- _Tarefa_
Informe todas as linhas do material que contêm a palavra "combine", copiando cada uma delas inteira.

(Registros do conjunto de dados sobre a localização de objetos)
>>>

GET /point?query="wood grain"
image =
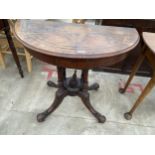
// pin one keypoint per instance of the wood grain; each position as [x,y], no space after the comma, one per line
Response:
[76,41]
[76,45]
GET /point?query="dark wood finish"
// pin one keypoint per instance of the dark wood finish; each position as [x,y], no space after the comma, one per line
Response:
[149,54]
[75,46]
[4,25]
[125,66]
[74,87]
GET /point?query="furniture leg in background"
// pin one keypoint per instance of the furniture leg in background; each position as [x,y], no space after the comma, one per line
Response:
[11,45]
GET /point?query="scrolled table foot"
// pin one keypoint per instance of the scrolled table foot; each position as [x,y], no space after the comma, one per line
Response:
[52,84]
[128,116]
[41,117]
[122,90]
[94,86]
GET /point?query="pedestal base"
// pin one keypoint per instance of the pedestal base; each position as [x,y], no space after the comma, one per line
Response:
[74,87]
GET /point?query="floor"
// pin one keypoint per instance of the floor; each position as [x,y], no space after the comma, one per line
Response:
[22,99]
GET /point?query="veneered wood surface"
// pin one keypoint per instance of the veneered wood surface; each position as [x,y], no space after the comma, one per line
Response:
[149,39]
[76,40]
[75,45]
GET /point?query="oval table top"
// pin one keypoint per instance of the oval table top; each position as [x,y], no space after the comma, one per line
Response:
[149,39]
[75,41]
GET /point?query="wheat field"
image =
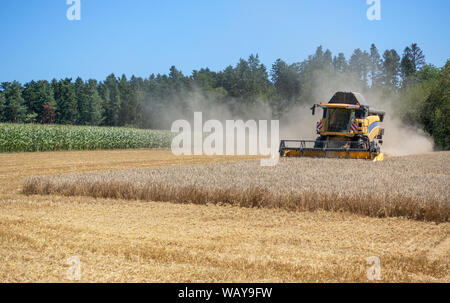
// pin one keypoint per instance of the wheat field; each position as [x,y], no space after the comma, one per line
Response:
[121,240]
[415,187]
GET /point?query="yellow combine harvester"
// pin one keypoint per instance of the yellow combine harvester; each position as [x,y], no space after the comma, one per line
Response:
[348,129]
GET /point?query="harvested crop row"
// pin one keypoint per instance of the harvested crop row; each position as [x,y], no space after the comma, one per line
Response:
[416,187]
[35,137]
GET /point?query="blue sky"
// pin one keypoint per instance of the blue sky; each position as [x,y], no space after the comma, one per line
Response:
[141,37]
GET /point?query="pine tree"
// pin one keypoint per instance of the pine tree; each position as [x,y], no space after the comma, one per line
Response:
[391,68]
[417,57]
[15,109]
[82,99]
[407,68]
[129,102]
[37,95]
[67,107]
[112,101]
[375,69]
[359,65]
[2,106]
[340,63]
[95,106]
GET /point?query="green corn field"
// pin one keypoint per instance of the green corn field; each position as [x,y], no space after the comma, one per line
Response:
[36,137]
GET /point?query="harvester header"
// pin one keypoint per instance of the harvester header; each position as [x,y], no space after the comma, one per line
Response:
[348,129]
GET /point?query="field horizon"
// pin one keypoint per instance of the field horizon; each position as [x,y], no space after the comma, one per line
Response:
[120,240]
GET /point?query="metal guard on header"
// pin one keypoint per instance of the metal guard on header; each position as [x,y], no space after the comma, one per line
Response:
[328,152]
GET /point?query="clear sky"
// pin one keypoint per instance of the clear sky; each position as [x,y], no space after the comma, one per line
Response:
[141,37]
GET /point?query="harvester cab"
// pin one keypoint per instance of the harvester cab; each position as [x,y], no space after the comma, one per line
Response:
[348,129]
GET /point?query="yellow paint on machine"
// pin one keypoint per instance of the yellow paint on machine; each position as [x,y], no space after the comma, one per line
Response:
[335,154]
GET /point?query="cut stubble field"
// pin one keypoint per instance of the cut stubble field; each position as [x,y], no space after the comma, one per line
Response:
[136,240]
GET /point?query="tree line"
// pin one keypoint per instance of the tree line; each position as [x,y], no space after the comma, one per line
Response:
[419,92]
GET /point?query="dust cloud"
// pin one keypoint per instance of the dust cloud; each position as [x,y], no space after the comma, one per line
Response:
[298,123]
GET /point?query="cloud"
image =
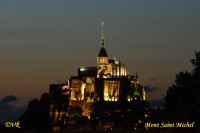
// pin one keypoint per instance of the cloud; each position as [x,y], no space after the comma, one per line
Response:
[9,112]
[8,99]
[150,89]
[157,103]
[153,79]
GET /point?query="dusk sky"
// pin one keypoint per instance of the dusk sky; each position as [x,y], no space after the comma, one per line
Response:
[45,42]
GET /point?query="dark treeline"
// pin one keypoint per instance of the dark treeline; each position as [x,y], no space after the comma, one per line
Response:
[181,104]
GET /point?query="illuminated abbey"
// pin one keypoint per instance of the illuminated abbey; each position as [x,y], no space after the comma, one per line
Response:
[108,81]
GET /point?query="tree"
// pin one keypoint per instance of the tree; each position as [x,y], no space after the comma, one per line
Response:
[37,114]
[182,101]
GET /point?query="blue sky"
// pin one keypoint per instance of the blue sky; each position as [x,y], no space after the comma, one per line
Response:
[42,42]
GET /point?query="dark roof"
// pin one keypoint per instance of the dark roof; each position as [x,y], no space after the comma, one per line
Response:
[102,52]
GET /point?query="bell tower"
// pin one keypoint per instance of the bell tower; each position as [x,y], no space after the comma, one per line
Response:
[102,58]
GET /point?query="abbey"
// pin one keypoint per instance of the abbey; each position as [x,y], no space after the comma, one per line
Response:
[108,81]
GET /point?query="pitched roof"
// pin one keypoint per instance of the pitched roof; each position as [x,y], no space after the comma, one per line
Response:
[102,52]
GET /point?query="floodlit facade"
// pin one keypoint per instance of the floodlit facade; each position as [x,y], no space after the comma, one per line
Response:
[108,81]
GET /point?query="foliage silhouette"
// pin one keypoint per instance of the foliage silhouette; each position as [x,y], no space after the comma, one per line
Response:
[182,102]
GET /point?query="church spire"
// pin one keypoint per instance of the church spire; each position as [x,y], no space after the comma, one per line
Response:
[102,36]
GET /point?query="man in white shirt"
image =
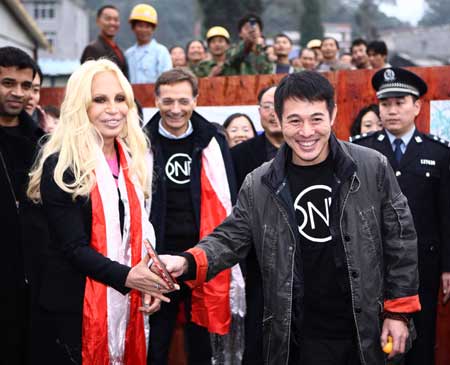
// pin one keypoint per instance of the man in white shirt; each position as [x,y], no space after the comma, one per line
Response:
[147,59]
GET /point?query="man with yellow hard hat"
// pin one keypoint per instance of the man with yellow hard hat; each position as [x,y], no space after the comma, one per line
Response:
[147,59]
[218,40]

<<<
>>>

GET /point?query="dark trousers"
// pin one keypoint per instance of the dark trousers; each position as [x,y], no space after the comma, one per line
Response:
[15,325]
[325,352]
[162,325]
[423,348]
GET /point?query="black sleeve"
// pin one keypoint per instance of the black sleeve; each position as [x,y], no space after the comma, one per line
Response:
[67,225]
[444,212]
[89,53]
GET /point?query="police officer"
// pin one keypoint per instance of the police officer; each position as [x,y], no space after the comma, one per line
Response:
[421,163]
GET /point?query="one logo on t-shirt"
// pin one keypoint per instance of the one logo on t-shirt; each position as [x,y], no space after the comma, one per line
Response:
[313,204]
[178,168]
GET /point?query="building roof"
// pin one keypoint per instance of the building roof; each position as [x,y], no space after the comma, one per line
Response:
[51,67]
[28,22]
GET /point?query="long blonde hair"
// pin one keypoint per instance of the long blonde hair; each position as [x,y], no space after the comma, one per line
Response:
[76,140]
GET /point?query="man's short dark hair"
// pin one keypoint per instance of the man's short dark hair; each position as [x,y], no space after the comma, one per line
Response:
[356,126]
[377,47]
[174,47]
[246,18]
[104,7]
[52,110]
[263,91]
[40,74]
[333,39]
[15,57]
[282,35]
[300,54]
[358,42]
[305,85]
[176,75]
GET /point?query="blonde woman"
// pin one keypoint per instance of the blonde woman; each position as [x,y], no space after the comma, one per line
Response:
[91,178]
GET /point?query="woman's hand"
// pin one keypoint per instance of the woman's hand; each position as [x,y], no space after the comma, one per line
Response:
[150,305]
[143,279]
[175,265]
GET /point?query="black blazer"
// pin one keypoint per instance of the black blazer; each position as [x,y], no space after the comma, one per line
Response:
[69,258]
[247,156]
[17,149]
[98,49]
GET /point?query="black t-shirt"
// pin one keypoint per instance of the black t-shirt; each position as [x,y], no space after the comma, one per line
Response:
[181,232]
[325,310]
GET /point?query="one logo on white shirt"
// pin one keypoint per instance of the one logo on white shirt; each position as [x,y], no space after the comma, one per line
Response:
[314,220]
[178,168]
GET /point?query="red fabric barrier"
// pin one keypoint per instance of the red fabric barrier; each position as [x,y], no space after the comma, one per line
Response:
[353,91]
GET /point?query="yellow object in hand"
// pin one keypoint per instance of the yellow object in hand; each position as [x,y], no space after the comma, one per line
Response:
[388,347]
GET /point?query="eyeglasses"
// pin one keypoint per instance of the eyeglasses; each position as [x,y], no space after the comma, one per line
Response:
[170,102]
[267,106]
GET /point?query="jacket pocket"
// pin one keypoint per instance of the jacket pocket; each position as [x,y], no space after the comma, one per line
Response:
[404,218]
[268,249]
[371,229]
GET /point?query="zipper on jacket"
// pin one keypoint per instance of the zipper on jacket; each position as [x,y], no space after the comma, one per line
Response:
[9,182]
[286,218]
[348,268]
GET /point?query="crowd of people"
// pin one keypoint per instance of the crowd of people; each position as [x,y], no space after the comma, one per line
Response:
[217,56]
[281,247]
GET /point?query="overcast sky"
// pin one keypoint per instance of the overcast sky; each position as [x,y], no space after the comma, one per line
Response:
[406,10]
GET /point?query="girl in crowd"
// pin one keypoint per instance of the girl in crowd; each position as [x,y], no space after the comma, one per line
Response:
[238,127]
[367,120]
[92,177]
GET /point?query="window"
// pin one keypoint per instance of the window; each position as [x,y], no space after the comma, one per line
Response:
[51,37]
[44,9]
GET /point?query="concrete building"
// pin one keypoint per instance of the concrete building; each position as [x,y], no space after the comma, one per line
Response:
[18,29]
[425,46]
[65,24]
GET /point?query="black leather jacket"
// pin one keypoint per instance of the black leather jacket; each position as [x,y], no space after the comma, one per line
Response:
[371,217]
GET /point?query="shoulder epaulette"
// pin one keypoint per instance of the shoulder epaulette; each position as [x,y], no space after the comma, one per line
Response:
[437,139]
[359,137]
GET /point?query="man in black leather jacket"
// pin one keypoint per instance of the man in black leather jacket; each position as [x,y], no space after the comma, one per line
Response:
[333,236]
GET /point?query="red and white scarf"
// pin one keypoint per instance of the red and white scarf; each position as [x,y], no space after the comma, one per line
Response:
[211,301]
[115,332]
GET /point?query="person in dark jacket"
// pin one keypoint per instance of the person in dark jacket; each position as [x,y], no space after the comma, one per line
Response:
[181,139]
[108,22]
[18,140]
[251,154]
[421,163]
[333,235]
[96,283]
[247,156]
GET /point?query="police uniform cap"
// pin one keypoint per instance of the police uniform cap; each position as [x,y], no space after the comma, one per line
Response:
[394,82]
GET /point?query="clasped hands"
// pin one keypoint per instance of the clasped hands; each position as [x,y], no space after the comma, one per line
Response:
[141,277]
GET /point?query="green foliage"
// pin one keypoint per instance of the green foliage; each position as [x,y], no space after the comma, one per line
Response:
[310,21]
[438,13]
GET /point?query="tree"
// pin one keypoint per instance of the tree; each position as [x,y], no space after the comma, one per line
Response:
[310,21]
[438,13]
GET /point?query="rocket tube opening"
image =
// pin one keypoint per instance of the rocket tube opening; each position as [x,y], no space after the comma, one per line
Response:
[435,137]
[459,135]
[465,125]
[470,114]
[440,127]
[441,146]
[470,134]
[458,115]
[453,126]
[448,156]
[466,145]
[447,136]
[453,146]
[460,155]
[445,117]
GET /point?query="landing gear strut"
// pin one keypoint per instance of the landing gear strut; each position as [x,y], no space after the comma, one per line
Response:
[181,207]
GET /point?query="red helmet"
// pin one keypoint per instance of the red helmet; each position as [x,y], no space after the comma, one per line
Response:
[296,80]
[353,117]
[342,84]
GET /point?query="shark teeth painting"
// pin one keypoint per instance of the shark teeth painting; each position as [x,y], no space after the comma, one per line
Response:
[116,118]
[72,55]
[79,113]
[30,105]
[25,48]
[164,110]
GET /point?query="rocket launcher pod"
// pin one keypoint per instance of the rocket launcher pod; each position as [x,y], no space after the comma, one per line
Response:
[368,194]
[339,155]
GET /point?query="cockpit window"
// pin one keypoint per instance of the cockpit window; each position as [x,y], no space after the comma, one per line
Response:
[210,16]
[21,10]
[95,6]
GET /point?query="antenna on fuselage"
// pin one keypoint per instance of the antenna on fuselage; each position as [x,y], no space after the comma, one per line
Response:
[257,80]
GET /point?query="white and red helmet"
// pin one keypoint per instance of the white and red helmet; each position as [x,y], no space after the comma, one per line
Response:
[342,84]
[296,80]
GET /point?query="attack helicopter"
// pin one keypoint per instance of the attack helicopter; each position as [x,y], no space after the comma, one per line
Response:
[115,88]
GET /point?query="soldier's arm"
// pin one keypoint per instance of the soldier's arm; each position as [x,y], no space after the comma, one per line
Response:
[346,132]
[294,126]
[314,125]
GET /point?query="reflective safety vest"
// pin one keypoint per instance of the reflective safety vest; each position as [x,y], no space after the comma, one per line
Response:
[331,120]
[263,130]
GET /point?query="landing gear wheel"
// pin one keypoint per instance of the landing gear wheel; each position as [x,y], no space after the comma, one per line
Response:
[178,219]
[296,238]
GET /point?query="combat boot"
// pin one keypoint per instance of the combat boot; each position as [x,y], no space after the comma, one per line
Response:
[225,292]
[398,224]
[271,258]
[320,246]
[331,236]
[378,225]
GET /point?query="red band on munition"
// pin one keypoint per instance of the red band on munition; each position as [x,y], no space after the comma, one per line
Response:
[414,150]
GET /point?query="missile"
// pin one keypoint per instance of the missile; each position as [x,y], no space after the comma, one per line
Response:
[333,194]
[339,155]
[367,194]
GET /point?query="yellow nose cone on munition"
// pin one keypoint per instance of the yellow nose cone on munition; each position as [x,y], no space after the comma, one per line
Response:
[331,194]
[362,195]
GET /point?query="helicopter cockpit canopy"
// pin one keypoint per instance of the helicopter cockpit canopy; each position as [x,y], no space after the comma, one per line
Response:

<<<
>>>

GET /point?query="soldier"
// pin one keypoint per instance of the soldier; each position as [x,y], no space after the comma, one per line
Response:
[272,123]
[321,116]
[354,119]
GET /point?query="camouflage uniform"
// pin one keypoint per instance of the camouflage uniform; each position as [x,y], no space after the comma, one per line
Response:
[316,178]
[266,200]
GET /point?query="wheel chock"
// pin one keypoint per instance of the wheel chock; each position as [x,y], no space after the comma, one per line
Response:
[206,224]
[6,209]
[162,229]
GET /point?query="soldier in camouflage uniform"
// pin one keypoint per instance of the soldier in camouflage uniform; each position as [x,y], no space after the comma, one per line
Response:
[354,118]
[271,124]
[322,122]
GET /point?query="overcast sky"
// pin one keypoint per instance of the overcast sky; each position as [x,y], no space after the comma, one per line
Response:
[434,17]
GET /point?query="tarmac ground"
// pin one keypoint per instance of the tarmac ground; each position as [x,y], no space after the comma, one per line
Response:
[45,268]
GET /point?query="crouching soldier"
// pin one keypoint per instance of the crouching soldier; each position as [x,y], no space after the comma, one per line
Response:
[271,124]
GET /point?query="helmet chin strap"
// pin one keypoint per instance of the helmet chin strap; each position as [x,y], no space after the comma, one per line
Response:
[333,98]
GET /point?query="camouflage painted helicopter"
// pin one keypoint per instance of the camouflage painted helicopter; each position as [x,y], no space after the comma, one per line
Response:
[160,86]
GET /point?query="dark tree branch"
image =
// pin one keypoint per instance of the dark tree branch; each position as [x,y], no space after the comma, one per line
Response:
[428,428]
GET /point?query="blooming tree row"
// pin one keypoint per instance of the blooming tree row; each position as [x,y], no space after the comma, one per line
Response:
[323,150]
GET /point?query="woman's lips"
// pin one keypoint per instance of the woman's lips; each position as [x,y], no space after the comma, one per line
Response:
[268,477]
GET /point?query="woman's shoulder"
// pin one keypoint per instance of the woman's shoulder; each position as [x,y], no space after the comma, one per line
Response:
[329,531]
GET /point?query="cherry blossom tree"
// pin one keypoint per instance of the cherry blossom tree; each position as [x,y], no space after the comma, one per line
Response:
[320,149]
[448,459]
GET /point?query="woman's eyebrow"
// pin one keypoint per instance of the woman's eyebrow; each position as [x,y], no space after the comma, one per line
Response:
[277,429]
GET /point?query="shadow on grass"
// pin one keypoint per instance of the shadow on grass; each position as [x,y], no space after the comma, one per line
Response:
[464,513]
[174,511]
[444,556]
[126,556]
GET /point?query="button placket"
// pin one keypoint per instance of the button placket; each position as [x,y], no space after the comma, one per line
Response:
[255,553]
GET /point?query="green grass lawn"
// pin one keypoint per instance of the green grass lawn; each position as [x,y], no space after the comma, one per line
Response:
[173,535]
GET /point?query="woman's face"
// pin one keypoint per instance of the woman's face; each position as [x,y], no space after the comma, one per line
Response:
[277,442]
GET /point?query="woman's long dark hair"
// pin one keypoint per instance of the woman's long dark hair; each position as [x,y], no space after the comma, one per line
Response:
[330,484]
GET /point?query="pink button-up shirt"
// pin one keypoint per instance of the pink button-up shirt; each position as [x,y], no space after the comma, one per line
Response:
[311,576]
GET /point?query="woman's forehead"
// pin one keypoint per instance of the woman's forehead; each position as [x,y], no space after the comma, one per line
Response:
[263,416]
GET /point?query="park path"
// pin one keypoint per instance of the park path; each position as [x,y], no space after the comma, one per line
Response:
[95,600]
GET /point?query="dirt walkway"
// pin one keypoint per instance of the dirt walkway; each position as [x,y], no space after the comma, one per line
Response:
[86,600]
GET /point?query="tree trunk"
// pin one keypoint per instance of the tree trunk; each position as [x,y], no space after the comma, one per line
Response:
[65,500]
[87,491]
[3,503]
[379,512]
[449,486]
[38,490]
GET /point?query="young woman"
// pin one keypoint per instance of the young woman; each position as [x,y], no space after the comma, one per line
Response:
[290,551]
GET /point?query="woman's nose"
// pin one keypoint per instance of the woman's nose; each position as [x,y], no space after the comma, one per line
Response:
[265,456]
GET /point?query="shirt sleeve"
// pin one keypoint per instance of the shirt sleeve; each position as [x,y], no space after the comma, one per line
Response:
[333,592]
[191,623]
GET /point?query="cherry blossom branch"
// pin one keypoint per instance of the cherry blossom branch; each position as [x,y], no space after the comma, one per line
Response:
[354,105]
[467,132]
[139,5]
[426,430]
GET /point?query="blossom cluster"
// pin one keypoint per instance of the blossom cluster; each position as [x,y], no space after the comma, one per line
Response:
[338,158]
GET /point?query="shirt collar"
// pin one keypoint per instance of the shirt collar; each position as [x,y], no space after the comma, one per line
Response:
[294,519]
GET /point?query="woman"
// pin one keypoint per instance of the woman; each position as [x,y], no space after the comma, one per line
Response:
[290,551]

<<<

- _Solução do problema_
GET /point?query="yellow combine harvester"
// pin one keypoint per instance of the yellow combine harvester; each position as [x,y], no space after the comma, one per line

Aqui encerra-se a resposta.